-- START OF DATA TO PROCESS --
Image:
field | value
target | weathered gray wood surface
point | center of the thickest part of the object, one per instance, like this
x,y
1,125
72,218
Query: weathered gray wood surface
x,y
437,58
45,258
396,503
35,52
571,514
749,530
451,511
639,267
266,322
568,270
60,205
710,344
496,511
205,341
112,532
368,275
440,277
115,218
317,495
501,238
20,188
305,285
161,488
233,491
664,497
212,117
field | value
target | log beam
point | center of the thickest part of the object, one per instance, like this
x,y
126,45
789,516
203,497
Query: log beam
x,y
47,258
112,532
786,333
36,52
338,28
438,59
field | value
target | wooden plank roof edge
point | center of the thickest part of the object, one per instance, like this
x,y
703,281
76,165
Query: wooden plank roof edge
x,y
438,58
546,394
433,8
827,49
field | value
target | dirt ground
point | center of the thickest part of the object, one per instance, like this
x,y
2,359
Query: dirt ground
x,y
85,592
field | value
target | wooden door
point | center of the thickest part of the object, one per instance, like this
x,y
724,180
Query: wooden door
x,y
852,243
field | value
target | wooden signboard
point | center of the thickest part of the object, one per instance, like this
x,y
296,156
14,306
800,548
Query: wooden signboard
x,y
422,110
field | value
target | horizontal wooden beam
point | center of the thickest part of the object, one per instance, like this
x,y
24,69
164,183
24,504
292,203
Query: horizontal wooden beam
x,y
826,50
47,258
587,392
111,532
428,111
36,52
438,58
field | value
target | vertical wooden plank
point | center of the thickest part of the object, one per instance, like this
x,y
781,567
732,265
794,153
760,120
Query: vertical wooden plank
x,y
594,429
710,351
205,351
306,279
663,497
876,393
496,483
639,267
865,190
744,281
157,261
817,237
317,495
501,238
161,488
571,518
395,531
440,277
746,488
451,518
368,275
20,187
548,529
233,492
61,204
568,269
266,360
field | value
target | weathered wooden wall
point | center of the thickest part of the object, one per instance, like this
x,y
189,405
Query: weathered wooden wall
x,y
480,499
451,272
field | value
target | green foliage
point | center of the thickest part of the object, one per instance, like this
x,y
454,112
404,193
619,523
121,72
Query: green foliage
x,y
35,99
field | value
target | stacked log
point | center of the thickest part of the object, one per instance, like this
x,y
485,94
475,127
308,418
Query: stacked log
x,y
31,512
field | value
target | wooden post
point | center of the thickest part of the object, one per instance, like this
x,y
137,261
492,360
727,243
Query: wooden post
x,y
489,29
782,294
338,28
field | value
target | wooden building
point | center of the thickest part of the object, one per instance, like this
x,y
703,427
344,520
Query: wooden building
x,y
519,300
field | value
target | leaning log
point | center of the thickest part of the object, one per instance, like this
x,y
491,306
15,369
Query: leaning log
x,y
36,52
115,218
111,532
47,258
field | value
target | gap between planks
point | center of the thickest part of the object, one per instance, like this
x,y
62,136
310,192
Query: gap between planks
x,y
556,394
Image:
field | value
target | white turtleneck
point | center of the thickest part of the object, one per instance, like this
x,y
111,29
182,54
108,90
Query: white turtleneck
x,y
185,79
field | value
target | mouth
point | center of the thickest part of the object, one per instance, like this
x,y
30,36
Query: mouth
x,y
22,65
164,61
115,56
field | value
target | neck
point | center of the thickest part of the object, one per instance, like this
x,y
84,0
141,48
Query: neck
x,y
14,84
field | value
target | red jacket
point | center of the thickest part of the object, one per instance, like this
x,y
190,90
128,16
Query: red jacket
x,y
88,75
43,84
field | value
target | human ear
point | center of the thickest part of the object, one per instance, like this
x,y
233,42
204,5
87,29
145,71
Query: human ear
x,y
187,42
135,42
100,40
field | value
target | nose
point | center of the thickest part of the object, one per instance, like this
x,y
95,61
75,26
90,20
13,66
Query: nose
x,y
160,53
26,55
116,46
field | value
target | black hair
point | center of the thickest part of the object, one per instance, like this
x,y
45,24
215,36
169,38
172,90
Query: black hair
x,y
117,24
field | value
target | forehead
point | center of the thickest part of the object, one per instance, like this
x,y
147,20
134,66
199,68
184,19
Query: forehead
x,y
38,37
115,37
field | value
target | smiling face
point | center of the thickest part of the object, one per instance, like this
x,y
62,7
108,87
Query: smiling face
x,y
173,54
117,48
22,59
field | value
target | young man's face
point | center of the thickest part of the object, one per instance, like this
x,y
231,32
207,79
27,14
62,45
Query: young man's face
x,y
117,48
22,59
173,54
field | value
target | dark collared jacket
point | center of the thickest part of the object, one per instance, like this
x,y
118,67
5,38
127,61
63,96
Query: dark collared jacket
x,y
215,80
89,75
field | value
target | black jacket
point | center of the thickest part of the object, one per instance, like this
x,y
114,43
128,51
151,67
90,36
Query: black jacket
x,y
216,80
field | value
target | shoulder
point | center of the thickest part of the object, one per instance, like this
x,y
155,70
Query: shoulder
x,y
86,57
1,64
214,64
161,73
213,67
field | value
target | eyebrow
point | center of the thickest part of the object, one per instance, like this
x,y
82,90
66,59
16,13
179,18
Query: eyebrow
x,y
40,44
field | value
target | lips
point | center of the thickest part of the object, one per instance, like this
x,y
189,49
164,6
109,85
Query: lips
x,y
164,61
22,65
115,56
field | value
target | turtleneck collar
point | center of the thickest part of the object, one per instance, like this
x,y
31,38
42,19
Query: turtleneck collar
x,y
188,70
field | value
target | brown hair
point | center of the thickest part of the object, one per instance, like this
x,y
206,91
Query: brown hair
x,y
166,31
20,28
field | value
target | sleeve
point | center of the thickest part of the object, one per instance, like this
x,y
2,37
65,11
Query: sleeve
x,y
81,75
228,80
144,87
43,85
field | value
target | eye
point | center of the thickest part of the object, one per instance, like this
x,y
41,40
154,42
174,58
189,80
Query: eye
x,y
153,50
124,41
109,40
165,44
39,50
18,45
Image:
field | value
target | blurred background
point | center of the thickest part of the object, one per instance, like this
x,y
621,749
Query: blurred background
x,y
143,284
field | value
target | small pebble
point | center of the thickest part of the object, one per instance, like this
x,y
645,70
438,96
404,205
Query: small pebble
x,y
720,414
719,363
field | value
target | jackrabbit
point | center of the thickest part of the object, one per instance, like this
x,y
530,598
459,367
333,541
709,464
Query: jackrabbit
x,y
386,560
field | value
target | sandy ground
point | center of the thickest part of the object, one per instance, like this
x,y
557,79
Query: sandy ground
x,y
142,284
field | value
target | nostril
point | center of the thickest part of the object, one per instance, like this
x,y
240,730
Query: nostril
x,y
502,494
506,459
-- END OF DATA TO PROCESS --
→ EXERCISE PROMPT:
Write the material out again in its entirety, exactly as shown.

→ TASK ANSWER:
Image:
field | value
target | weathered gray wood surface
point | center of the thickest part of the object, one per instance, like this
x,y
1,125
72,218
Query: weathered gray wood surface
x,y
437,58
45,258
396,503
35,52
571,514
749,530
451,511
639,267
266,322
568,270
60,205
710,344
496,511
205,341
112,532
368,275
440,277
115,218
317,495
501,238
20,188
305,285
161,488
233,491
664,497
212,117
field | value
target | log beam
point | center of the thickest part of the object, one per instance, like this
x,y
126,45
789,516
203,497
Query: log beam
x,y
47,258
112,532
786,333
36,52
338,28
438,59
field | value
target | wooden plank roof edge
point | center of the thickest part of the object, one per instance, like this
x,y
703,281
76,165
Query: wooden plank roof edge
x,y
438,58
546,394
433,8
827,49
field | value
target | dirt ground
point | center of the thickest part of the object, one per instance, like this
x,y
2,359
Query: dirt ground
x,y
85,592
field | value
target | wooden door
point | center of the thickest part of the object, one per instance, like this
x,y
724,180
Query: wooden door
x,y
852,243
field | value
target | wooden signboard
point | center of the thickest part of the object, one per instance, like this
x,y
296,156
14,306
800,548
Query: wooden signboard
x,y
422,110
field | value
target | horizontal wooden beam
point | center of the thickest part of the object, one per instance, like this
x,y
24,69
164,183
24,504
292,203
Query: horizontal wooden beam
x,y
826,50
47,258
587,392
111,532
428,111
36,52
438,58
field | value
target | vertical wooden plank
point | center of the thickest part of the object, one per instance, like this
x,y
781,567
732,265
794,153
760,120
Query: vertical wooden plank
x,y
594,429
710,351
205,351
306,279
663,497
876,393
496,483
639,267
865,190
744,281
157,261
817,237
317,495
501,238
161,488
571,518
395,531
440,277
746,488
451,518
368,275
20,187
548,529
233,492
61,204
568,269
266,360
field | value
target | weathered wooden wall
point | center of the thickest part of the object, one per instance, like this
x,y
189,405
Query: weathered wooden wall
x,y
480,499
451,272
field | value
target | green foliage
point | center of the thickest part of the object, one per instance, like this
x,y
454,112
404,193
619,523
121,72
Query: green foliage
x,y
35,99
field | value
target | stacked log
point | center of the thickest part of the object, one per instance, like this
x,y
485,94
475,127
308,418
Query: stacked log
x,y
31,512
field | value
target | wooden post
point | center of the thickest part of the object, one per instance, like this
x,y
137,261
492,360
727,243
Query: wooden post
x,y
489,29
782,294
338,28
field | value
target | wooden building
point | center of the thickest part of the object, one per instance, like this
x,y
703,427
344,520
Query: wooden building
x,y
519,300
field | value
target | leaning log
point | center of the thickest part of the object, one per instance, like this
x,y
491,306
15,369
Query: leaning log
x,y
36,52
115,218
111,532
47,258
field | value
target | gap between planks
point | center of the thickest part of the object, one per instance, like this
x,y
62,136
310,192
Query: gap between planks
x,y
556,394
Image:
field | value
target | white turtleneck
point | center of the thickest part of the object, one per instance, like this
x,y
111,29
182,54
108,90
Query: white turtleneck
x,y
185,79
field | value
target | mouth
point | center of the thickest part of the object, one per instance, like this
x,y
30,36
Query: mouth
x,y
22,65
164,61
115,56
field | value
target | neck
point | center of the thickest part of the object, one per instance, like this
x,y
84,0
141,48
Query: neck
x,y
14,84
field | value
target | red jacket
point | center of the thickest part of the object, one per instance, like this
x,y
190,90
128,16
Query: red jacket
x,y
88,75
43,84
field | value
target | human ear
point | center of the thickest part of the object, one per instance, like this
x,y
233,42
204,5
87,29
145,71
Query: human ear
x,y
187,42
135,42
100,40
field | value
target | nose
point | center of the thickest part of the object, one per instance, like this
x,y
95,61
75,26
90,20
13,66
Query: nose
x,y
160,53
26,55
116,46
field | value
target | black hair
point | center of the thickest part of the object, one per instance, like this
x,y
45,24
215,36
169,38
172,90
Query: black hair
x,y
117,24
field | value
target | forehead
point | center of the thickest part of the object, one per instance, like this
x,y
147,20
134,66
199,68
184,19
Query: forehead
x,y
38,37
115,37
field | value
target | smiling face
point | center of the thickest part of the object, one per instance, like this
x,y
62,7
108,87
Query: smiling face
x,y
173,54
117,48
22,59
field | value
target | young man's face
point | center of the thickest part of the object, one per instance, like this
x,y
231,32
207,79
27,14
62,45
Query: young man's face
x,y
117,48
22,59
173,54
field | value
target | dark collared jacket
point | center of the thickest part of the object, one per instance, like this
x,y
118,67
5,38
127,61
63,96
Query: dark collared jacket
x,y
215,80
89,75
field | value
target | black jacket
point | center of the thickest part of the object, one per instance, like this
x,y
114,43
128,51
151,67
90,36
Query: black jacket
x,y
216,80
field | value
target | shoulder
point | center of the thickest part of the object, one per instance, like this
x,y
155,70
Query: shoulder
x,y
86,57
1,64
214,64
161,73
213,67
field | value
target | eyebrow
point | center of the thickest part of the object, one per instance, like this
x,y
82,90
66,59
16,13
179,18
Query: eyebrow
x,y
40,44
field | value
target | lips
point | center of the thickest part of the object, one per instance, like this
x,y
189,49
164,6
109,85
Query: lips
x,y
164,61
22,65
115,56
field | value
target | turtleneck collar
point | center of the thickest part of the object, one per instance, like this
x,y
31,38
42,19
Query: turtleneck collar
x,y
188,70
field | value
target | brown hair
point | center of the thickest part of the object, one per instance, like this
x,y
206,91
Query: brown hair
x,y
166,31
20,28
field | value
target | sleeve
point | center of the thickest part of the object, one per instance, like this
x,y
2,37
65,11
Query: sleeve
x,y
81,75
228,80
144,87
43,85
field | value
target | eye
point | center of the thickest part of the object, one per instance, like this
x,y
41,40
154,42
174,58
189,80
Query: eye
x,y
153,50
124,41
109,40
165,44
39,50
18,45
Image:
field | value
target | blurred background
point | center of the thickest part of the object, one per instance, like this
x,y
621,749
Query: blurred background
x,y
143,284
field | value
target | small pebble
point | center of the thickest part of the object, one per instance, like this
x,y
645,70
438,96
404,205
Query: small pebble
x,y
720,414
719,363
field | value
target | jackrabbit
point | center of the thickest part of the object, one per instance, like this
x,y
530,598
459,367
333,541
709,464
Query: jackrabbit
x,y
386,560
field | value
target | sandy ground
point | center of the thickest part of the object, one per instance, like this
x,y
557,79
Query: sandy ground
x,y
142,284
field | value
target | nostril
point | center of the thickest part of the object, one per instance, like this
x,y
240,730
Query: nostril
x,y
502,494
506,459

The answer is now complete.